Given records:
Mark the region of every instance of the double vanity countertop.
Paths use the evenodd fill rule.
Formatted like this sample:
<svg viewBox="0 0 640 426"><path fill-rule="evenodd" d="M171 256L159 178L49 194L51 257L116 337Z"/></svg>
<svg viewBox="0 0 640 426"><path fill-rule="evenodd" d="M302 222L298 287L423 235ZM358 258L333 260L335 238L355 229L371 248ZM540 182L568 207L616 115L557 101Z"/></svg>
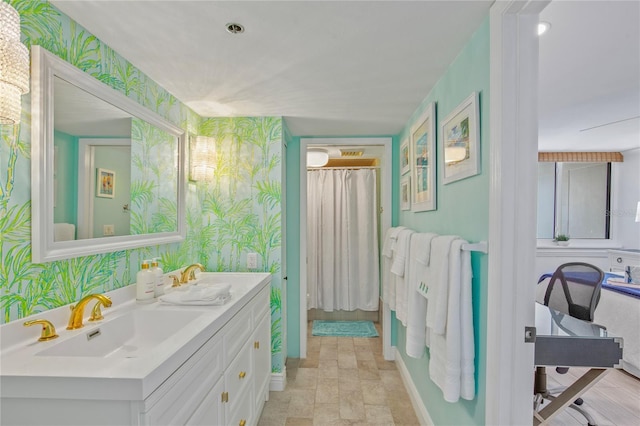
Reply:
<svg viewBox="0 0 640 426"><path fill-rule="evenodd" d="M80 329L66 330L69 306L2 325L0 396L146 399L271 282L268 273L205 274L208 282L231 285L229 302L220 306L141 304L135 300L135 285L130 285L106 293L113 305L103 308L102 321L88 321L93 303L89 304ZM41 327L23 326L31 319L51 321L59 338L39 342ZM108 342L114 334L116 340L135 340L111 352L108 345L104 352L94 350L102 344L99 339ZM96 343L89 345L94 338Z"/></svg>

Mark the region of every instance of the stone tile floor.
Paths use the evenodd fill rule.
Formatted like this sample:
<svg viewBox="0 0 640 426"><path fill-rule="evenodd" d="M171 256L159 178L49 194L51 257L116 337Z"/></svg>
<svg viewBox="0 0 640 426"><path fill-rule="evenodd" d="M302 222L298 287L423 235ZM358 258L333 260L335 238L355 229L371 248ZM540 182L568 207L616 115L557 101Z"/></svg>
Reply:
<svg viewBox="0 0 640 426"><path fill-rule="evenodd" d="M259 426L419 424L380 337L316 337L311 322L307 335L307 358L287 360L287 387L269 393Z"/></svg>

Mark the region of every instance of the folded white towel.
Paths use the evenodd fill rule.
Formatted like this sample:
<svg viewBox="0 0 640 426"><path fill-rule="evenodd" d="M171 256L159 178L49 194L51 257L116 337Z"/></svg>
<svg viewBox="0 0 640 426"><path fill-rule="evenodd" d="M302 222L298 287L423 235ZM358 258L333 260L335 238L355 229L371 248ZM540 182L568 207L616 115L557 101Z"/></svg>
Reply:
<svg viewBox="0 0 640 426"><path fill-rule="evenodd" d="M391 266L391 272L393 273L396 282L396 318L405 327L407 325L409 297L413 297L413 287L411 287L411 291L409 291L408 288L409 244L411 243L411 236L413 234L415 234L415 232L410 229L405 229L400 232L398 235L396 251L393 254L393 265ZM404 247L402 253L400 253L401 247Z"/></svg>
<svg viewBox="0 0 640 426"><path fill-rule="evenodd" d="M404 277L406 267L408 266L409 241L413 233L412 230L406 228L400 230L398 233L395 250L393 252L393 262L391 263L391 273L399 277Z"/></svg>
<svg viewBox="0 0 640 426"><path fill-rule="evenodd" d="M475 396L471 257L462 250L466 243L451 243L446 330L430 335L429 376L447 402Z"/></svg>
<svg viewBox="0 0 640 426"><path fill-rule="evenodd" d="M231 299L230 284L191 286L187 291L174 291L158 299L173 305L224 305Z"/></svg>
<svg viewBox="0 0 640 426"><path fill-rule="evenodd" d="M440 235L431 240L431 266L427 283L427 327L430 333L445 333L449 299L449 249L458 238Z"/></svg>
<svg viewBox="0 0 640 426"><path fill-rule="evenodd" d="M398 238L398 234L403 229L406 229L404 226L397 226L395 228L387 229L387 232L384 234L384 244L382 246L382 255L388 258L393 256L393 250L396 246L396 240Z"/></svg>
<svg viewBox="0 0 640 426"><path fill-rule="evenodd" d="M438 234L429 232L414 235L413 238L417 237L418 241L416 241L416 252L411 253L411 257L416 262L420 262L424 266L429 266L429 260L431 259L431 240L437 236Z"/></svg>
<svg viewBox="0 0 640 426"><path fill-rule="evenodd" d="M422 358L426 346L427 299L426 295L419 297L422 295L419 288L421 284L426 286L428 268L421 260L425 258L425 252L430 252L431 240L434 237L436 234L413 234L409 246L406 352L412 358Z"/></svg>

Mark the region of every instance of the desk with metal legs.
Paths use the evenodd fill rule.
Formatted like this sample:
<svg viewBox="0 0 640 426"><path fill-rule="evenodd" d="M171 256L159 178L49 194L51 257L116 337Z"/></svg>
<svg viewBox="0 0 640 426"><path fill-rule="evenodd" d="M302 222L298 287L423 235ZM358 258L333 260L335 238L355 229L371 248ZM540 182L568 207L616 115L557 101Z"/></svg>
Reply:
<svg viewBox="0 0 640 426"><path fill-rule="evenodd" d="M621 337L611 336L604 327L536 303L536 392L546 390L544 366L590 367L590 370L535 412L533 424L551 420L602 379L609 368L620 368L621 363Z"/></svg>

What the task asks: Drop the images; copy every entry above exactly.

Task answer:
Mark the region of every instance of the double vanity countertop.
Paths use the evenodd fill rule.
Formatted like this sample:
<svg viewBox="0 0 640 426"><path fill-rule="evenodd" d="M171 256L159 178L49 194L51 257L116 337Z"/></svg>
<svg viewBox="0 0 640 426"><path fill-rule="evenodd" d="M302 222L298 287L423 235ZM358 258L333 260L335 238L355 229L371 248ZM540 182L568 207L616 115L557 101Z"/></svg>
Reply:
<svg viewBox="0 0 640 426"><path fill-rule="evenodd" d="M80 329L66 330L69 306L2 325L0 396L146 399L271 282L268 273L205 274L208 282L231 285L229 302L220 306L141 304L135 300L135 285L130 285L106 293L113 305L103 308L102 321L88 321L93 303L89 304ZM41 327L23 326L31 319L51 321L59 338L39 342ZM108 342L114 334L116 340L135 340L111 352L108 345L104 352L94 350L102 344L99 339ZM96 343L89 345L94 338Z"/></svg>

Mark the region of every instance of the stone tile floor.
Paths use the evenodd fill rule.
Formatted like this sample:
<svg viewBox="0 0 640 426"><path fill-rule="evenodd" d="M171 256L159 178L49 194L51 257L116 337Z"/></svg>
<svg viewBox="0 0 640 426"><path fill-rule="evenodd" d="M302 222L298 287L423 235ZM358 258L333 260L335 238L355 229L371 248ZM540 182L568 207L616 115L557 101Z"/></svg>
Reply:
<svg viewBox="0 0 640 426"><path fill-rule="evenodd" d="M259 426L419 424L380 337L316 337L311 322L307 335L307 358L287 360L287 387L269 393Z"/></svg>

Mark the region of every instance of the folded white towel.
Paths use the evenodd fill rule.
Formatted like this sample:
<svg viewBox="0 0 640 426"><path fill-rule="evenodd" d="M171 256L159 178L49 194L51 257L116 337Z"/></svg>
<svg viewBox="0 0 640 426"><path fill-rule="evenodd" d="M302 222L298 287L423 235ZM358 258L333 260L335 238L355 229L371 248ZM540 182L568 207L616 115L557 101Z"/></svg>
Reply:
<svg viewBox="0 0 640 426"><path fill-rule="evenodd" d="M391 266L391 272L393 273L396 282L396 318L405 327L407 325L409 297L413 297L413 287L411 287L411 291L409 291L408 288L409 244L411 243L411 236L413 234L415 234L415 232L410 229L405 229L400 232L398 235L396 251L393 254L393 265ZM404 247L402 253L400 253L401 247Z"/></svg>
<svg viewBox="0 0 640 426"><path fill-rule="evenodd" d="M404 277L406 267L408 266L409 241L413 233L412 230L406 228L400 230L398 233L395 250L393 252L393 262L391 263L391 273L399 277Z"/></svg>
<svg viewBox="0 0 640 426"><path fill-rule="evenodd" d="M475 396L471 257L462 250L466 243L451 243L446 330L430 335L429 376L447 402Z"/></svg>
<svg viewBox="0 0 640 426"><path fill-rule="evenodd" d="M231 299L230 284L191 286L187 291L174 291L158 299L173 305L224 305Z"/></svg>
<svg viewBox="0 0 640 426"><path fill-rule="evenodd" d="M440 235L431 240L431 266L427 283L427 327L430 333L445 333L449 299L449 249L458 238Z"/></svg>
<svg viewBox="0 0 640 426"><path fill-rule="evenodd" d="M398 238L398 234L403 229L406 229L404 226L397 226L395 228L387 229L387 232L384 234L384 244L382 246L382 255L388 258L393 256L393 250L396 246L396 240Z"/></svg>
<svg viewBox="0 0 640 426"><path fill-rule="evenodd" d="M438 234L429 232L414 235L413 238L417 237L418 241L416 241L416 252L411 253L411 257L416 262L420 262L424 266L429 266L429 260L431 259L431 240L437 236Z"/></svg>
<svg viewBox="0 0 640 426"><path fill-rule="evenodd" d="M422 358L426 346L427 299L426 295L419 297L422 295L419 288L421 284L426 286L428 268L421 260L425 258L425 252L430 252L431 240L434 237L436 234L413 234L409 246L406 352L412 358Z"/></svg>

Mark the region of every instance of the desk with metal legs.
Paths use the evenodd fill rule.
Formatted like this sample:
<svg viewBox="0 0 640 426"><path fill-rule="evenodd" d="M171 256L159 178L49 194L51 257L116 337Z"/></svg>
<svg viewBox="0 0 640 426"><path fill-rule="evenodd" d="M302 222L298 287L423 235ZM358 258L333 260L335 238L355 229L371 248ZM540 182L568 207L616 115L557 101Z"/></svg>
Reply:
<svg viewBox="0 0 640 426"><path fill-rule="evenodd" d="M621 337L611 336L604 327L536 303L536 392L546 390L544 366L590 367L590 370L535 412L533 424L551 420L602 379L609 368L620 368L621 363Z"/></svg>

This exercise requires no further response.